Work instructions>
1) Rewrite the grocery store conversation post from the words "She said she'd" through the words "intersection to mine.", and put "street" wherever "road" appears.
2) Translate this sentence from the blog post about shopping in a power wheelchair into Spanish: "She told me that it happened to her all the time."
3) Write the next part of the blog page about disability and shopping, beginning right after its last line.

— begin Selected excerpt —

Tuesday, June 28, 2016

Corner to Corner: Intersections

Image description: An intersection with words at each corner: 'hello?' 'anyone listening?' 'is it just me?' and 'am I alone here?'

She stopped me at the pasta sauces. I had stopped to let someone pass and she caught up with me, "Excuse me," she said. I had noticed her in the store, she too was shopping in a power wheelchair, she too was putting her purchases in a shopping bag like I was, she too was big, not me big, but big. "I don't want to intrude on your day," she said. I said I didn't mind and we moved to a space where we would be out of the way.

"I want to know how often you are accused of shoplifting, when you are still in the store, because you are putting stuff in your bag."

I told her that I've never had that happen. I've had people tell me that I shouldn't be buying what I'm buy either because it's sweet or because they think it's frivolous and a waste of benefit dollars. But I've never been accused of shoplifting while still in the store.

She told me that it happened to her all the time. "People in scooters have their baskets, but I can't use a basket, I need to use a bag. I get stopped at least once or twice a week with people assuming I'm stealing."

"That's horrible," I said.

"Being black and disabled, I get the worst of every bad stereotype."

We chatted how my weight had people commenting on my shopping and, she at a different intersection, gets something entirely different even though we were performing the exact same behaviour.

She said she'd been waiting to see someone who shopped like she did, someone a bit bigger, she said kindly, someone who used a bag, and when she saw me she had to ask.

After our brief chat I told her that, oddly, I felt better. She said that she did too. While we both had different experiences we could still talk about those in a context of understanding. It was if she crossed the road from her corner of the intersection to mine.

I wonder why we don't talk more about disability as an experience in multiple diversities, more often. We all talk a lot about 'community' and 'access' and 'welcome' ... so maybe we need to be a community wherein all have access and feel welcome.

Intersections? A great place to stop for a chat.

Monday, June 27, 2016

Stranger: Four of Five

Image description: A drawing of a shirt becoming yellow from a dark brown.

— end Selected excerpt —
— begin Extracted data —

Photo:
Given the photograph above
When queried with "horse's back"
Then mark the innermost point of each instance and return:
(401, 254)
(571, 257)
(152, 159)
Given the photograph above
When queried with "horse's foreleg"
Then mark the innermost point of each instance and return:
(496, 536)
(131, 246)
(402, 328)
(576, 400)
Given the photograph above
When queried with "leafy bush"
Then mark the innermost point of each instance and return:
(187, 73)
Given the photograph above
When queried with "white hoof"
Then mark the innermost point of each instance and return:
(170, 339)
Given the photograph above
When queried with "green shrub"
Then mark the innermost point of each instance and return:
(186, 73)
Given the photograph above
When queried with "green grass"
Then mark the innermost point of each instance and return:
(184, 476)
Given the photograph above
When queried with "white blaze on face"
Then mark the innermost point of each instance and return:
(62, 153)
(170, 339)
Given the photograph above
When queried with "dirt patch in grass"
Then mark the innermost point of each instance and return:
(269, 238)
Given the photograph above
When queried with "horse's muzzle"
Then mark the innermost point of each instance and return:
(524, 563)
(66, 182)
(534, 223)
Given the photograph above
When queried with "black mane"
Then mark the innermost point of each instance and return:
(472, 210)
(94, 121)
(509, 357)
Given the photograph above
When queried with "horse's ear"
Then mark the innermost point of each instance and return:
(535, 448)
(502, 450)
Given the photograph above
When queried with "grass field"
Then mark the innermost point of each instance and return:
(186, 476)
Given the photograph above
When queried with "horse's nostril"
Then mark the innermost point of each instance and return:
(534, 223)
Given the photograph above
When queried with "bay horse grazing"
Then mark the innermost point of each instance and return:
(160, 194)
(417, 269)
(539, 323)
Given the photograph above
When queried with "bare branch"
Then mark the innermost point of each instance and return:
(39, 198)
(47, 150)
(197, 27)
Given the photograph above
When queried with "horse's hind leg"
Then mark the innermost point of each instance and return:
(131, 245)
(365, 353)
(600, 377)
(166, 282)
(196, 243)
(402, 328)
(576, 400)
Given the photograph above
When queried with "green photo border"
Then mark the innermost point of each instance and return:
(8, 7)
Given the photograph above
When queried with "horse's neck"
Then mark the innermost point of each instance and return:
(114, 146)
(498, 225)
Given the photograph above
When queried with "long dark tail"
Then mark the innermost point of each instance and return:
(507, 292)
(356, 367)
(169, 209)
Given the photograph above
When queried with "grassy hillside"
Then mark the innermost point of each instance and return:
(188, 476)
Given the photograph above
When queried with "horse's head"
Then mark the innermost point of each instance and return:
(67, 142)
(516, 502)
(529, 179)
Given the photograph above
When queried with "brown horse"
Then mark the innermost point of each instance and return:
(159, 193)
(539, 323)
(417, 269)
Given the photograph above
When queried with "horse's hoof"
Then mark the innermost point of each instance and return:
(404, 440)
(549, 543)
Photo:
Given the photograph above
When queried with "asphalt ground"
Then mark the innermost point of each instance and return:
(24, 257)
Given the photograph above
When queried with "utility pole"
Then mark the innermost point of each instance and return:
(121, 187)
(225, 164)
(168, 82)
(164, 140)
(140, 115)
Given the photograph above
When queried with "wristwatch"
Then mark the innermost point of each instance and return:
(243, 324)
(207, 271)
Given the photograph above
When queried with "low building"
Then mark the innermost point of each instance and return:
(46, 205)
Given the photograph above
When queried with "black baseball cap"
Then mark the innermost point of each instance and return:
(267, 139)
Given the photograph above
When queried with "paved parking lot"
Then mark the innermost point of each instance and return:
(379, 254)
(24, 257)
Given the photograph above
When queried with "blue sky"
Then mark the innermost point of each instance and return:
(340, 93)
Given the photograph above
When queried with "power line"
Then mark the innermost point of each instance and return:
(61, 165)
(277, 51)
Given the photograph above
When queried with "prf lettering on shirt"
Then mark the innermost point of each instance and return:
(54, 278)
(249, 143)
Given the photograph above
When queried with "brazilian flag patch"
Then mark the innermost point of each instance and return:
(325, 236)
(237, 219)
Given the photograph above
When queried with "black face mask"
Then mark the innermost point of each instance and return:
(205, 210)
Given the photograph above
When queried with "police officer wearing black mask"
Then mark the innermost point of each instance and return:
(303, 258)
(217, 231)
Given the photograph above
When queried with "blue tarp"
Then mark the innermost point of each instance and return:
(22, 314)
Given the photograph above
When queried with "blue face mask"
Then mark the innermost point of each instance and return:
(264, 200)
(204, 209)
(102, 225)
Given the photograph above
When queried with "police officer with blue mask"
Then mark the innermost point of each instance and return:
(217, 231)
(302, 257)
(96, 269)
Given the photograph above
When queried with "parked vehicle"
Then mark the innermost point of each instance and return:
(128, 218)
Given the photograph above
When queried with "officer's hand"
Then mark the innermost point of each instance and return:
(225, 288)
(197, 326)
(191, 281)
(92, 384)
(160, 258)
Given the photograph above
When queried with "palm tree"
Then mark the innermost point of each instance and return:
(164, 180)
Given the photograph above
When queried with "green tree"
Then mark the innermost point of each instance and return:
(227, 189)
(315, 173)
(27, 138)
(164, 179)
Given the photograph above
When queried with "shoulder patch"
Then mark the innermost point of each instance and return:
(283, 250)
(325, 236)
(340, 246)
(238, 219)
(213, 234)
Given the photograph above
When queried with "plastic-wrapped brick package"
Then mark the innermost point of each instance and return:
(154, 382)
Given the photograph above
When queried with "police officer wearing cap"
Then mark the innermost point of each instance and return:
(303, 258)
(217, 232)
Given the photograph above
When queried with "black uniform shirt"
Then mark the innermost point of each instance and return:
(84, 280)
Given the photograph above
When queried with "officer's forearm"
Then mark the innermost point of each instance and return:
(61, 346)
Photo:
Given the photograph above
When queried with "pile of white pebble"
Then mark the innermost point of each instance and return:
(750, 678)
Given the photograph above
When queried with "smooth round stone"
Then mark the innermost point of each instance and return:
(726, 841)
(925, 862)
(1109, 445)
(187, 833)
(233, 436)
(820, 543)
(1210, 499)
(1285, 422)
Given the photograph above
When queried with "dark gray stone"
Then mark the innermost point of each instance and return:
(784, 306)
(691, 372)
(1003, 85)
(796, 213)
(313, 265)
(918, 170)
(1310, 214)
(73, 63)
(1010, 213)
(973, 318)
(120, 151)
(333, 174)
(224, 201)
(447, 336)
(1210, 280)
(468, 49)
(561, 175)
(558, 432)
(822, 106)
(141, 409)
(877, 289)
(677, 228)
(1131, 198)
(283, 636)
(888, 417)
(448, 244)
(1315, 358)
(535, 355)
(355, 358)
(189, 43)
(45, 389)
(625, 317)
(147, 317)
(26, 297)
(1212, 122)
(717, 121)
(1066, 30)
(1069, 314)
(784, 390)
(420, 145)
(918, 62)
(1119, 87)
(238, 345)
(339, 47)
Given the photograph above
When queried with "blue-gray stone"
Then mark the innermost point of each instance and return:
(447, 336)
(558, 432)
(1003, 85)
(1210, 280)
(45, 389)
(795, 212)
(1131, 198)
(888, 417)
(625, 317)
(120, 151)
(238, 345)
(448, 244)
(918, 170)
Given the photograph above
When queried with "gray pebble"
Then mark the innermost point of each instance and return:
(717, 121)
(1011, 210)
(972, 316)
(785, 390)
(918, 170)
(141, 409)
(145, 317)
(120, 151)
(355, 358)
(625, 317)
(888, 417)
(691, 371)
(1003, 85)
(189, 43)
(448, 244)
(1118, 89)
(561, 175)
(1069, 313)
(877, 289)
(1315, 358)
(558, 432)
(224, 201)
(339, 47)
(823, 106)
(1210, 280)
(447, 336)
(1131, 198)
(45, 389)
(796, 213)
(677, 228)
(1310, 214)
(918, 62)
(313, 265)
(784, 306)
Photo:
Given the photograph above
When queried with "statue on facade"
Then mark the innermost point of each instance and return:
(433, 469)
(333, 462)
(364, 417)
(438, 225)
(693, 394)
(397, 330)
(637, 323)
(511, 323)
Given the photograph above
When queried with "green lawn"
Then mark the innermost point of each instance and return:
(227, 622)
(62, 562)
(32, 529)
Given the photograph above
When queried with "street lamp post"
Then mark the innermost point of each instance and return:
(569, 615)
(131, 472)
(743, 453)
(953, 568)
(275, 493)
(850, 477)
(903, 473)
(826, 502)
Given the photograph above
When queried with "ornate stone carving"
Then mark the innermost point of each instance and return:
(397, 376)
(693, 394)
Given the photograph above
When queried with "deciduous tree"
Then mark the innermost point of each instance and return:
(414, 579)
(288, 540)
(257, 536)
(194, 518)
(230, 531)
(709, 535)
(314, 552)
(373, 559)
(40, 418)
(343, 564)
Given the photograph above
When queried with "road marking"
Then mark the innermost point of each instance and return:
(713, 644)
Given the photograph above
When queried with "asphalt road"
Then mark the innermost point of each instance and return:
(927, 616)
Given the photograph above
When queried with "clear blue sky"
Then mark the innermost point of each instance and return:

— end Extracted data —

Task-by-task results>
1)
She said she'd been waiting to see someone who shopped like she did, someone a bit bigger, she said kindly, someone who used a bag, and when she saw me she had to ask.

After our brief chat I told her that, oddly, I felt better. She said that she did too. While we both had different experiences we could still talk about those in a context of understanding. It was if she crossed the street from her corner of the intersection to mine.

2) Me dijo que a ella le pasaba todo el tiempo.

3)
I had just done a workshop for self advocates that was difficult, emotionally draining, and, paradoxically wonderfully rewarding. I was tired. I sat in the lobby of the hotel while Joe went up to get the car keys to take me out for a drive. We were in Halifax and I just wanted to go to one of those spots where your breath is taken away by the sheer beauty of the place.

The reason I waited in the lobby was because I knew that if I went to the room, I would collapse on the bed and that would be it. I didn't want that. I wanted beauty, I wanted quiet, I wanted to sit in the quiet embrace of my relationship with Joe. I had worn my yellow shirt for the first time that day. Many of you know the 'yellow shirt' story and I won't tell it here. But it was the first time I'd sat in public wearing a shirt that was anything but dark. I had all the shades of dark, but dark was the overall theme.

Engrossed in my book, which I'd brought because I wanted to both do something and to send a message to others that I didn't want to engage in conversation. The workshop really was draining, and I really was tired. Because I was reading, I didn't see her coming. Suddenly there was a shadow over my book. I looked up and saw an elderly woman standing blocking the light. She reached over and touched my shoulder.

She said very quietly, "You shouldn't wear yellow. We can see you when you wear yellow."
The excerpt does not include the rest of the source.